Records supplied
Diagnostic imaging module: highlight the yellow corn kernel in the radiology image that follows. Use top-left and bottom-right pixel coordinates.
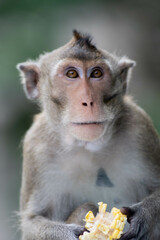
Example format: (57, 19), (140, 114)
(116, 220), (123, 229)
(112, 229), (120, 238)
(98, 223), (110, 235)
(98, 202), (107, 213)
(85, 222), (94, 230)
(115, 214), (121, 221)
(120, 215), (127, 222)
(119, 222), (125, 231)
(111, 207), (120, 216)
(85, 211), (95, 222)
(110, 219), (117, 229)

What the exercise asks
Everything in the material above is to be reproduced exactly, pictures aside.

Written solution
Diagnostic imaging module: highlight the yellow corn kernel in the radiology image that follows. Use top-left and bottom-right pixel coordinates.
Example format: (57, 19), (140, 114)
(116, 220), (123, 229)
(112, 229), (120, 238)
(98, 223), (110, 235)
(98, 202), (107, 213)
(85, 222), (94, 230)
(115, 214), (121, 221)
(120, 215), (127, 222)
(119, 222), (125, 231)
(111, 207), (120, 216)
(85, 211), (95, 222)
(110, 219), (117, 229)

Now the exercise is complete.